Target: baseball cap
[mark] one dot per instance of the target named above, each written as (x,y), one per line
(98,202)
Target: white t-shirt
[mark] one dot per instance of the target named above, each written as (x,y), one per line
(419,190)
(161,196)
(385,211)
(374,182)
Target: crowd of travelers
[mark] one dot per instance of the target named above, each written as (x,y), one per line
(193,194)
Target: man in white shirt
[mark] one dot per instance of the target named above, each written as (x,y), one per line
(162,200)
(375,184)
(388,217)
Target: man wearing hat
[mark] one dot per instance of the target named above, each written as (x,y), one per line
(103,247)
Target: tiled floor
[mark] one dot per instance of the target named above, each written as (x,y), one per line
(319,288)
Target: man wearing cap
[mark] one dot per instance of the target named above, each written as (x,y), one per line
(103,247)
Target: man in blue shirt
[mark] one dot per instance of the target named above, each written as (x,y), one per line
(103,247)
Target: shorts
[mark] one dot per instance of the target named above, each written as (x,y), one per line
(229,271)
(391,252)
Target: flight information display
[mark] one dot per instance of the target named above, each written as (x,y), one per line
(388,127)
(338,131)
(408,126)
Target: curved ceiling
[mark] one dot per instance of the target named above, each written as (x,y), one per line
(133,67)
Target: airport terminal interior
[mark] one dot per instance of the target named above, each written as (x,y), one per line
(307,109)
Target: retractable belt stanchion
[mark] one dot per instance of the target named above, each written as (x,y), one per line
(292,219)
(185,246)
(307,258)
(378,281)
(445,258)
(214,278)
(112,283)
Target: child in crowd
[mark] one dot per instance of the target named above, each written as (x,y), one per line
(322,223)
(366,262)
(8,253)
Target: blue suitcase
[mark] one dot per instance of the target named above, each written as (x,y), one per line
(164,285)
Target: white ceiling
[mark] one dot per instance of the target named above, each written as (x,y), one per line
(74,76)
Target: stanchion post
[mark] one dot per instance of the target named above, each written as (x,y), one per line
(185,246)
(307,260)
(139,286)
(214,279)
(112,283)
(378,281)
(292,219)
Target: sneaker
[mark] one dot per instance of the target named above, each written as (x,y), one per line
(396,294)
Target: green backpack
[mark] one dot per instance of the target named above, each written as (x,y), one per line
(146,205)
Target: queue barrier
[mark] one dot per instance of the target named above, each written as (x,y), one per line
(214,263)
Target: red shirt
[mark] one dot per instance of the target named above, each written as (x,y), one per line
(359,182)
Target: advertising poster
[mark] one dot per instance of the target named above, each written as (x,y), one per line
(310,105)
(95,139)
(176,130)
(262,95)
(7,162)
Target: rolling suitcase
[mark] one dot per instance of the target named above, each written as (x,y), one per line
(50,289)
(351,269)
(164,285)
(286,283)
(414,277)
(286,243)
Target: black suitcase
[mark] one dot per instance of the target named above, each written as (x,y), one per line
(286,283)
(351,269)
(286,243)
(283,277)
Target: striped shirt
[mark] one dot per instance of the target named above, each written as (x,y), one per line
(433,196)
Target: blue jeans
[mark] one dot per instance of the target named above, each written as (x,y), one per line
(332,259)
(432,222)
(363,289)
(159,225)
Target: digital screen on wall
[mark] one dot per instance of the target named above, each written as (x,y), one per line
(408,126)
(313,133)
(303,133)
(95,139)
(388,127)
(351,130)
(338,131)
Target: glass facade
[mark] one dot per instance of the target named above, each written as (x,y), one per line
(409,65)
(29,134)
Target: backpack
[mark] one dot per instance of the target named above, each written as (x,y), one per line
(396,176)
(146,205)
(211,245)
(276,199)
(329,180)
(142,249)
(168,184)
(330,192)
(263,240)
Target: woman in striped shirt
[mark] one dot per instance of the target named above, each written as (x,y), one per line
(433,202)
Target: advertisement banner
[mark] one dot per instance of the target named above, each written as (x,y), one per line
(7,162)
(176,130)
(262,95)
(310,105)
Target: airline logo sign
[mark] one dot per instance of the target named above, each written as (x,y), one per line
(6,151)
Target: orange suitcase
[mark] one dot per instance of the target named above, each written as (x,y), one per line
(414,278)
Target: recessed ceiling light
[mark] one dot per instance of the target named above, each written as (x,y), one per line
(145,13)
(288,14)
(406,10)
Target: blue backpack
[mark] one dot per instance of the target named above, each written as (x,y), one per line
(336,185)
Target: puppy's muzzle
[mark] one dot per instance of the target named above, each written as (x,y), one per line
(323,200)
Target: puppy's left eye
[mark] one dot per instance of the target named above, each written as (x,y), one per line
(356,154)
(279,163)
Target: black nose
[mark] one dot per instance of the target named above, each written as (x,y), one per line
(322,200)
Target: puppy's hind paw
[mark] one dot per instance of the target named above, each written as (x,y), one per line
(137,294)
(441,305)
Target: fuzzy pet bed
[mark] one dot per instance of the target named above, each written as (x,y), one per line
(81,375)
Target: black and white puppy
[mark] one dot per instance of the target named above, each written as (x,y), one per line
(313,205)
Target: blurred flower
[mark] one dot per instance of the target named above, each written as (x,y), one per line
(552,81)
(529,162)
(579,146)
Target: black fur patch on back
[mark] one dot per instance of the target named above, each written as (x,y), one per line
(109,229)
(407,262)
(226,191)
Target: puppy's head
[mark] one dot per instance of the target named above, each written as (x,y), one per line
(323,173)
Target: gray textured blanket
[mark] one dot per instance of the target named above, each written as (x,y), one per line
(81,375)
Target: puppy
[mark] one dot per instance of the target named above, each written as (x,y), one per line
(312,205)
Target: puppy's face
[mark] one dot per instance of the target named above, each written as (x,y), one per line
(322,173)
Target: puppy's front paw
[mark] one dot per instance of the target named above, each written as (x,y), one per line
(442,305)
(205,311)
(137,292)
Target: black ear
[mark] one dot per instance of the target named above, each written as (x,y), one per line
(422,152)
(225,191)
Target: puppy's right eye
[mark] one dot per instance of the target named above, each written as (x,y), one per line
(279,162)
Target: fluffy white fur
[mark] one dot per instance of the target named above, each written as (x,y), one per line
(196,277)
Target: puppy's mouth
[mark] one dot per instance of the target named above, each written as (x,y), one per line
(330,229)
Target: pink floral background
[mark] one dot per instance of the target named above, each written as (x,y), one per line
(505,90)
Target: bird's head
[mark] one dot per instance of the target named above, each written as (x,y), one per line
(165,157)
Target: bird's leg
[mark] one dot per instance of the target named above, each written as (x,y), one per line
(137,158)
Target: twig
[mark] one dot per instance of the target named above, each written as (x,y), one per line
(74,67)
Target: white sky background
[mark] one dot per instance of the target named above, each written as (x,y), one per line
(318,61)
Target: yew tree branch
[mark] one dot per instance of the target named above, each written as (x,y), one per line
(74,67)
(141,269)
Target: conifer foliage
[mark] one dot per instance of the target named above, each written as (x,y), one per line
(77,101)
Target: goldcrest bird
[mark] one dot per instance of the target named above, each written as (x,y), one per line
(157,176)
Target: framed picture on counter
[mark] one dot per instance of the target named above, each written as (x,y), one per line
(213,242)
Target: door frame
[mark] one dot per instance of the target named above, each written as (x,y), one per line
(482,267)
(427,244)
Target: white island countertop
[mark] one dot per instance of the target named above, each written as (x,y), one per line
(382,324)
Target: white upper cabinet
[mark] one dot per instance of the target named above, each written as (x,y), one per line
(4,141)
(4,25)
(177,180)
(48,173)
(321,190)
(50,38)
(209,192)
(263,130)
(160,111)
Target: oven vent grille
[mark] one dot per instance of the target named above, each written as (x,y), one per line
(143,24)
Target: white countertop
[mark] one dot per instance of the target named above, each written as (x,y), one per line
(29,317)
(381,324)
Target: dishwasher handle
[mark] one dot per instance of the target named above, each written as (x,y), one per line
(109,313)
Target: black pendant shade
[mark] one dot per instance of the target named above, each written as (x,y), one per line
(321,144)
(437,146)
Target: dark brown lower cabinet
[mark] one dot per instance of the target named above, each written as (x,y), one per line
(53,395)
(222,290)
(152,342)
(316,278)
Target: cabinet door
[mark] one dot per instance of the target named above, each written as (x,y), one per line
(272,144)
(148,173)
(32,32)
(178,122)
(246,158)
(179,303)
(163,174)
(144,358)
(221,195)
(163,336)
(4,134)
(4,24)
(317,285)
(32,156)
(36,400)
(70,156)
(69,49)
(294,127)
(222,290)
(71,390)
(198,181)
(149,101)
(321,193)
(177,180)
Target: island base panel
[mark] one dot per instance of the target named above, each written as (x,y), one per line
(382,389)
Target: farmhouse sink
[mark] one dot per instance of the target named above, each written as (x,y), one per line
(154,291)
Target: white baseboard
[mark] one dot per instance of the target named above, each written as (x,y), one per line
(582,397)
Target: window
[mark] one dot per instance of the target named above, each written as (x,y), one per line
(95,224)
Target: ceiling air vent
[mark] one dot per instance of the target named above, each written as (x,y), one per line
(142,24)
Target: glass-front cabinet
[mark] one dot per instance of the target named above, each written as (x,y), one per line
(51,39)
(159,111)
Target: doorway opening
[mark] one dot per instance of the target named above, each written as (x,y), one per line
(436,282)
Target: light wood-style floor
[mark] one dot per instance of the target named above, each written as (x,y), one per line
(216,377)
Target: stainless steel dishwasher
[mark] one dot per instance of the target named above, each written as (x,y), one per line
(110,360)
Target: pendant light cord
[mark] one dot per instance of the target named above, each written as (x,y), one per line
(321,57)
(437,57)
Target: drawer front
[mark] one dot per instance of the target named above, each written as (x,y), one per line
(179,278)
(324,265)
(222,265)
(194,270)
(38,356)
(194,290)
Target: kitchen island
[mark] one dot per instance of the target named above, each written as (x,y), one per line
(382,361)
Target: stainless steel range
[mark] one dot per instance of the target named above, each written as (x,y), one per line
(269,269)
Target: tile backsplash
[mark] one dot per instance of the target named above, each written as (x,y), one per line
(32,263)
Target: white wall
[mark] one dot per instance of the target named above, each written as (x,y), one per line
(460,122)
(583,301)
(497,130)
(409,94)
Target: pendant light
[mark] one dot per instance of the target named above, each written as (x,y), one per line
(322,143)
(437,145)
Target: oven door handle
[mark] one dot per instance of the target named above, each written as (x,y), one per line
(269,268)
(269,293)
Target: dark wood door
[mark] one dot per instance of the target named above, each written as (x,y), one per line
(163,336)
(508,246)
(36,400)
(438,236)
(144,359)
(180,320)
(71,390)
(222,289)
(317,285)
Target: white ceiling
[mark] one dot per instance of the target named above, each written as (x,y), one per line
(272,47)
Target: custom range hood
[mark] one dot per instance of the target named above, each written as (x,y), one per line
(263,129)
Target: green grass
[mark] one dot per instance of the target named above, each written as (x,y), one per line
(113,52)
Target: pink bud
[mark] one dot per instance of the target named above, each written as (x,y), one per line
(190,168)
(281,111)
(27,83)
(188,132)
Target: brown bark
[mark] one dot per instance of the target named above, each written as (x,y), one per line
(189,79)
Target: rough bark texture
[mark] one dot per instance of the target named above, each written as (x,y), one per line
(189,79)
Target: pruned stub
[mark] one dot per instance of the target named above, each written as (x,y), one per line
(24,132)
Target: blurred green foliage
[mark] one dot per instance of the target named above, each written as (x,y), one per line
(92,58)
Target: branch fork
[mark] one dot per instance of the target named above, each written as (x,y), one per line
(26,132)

> **WHAT THE TASK REQUIRES**:
Quote, word for word, every line starting at the one that contains "Target: green grass" and ending with the final line of the entries.

> **RESULT FOR THIS TASK**:
Target: green grass
[mark] one dot per instance of the target named above, each written as (x,y), one per line
(113,52)
Target: pink bud
[mark] one dot per instance of the target named above, each written as (x,y), one per line
(190,168)
(281,111)
(27,83)
(188,132)
Target: brown bark
[mark] one dot per instance of the target named above, each written as (x,y), one per line
(189,79)
Target: rough bark texture
[mark] one dot per instance of the target named above, each written as (x,y), one per line
(189,79)
Target: pruned stub
[mark] one dot per instance of the target named above, each written as (x,y), one per line
(24,132)
Target: blurred green foliage
[mark] one dot per instance of the target named above, each written as (x,y), one per line
(92,58)
Target: branch fork
[mark] one dot per instance of the target named above, each written as (x,y), one per line
(26,132)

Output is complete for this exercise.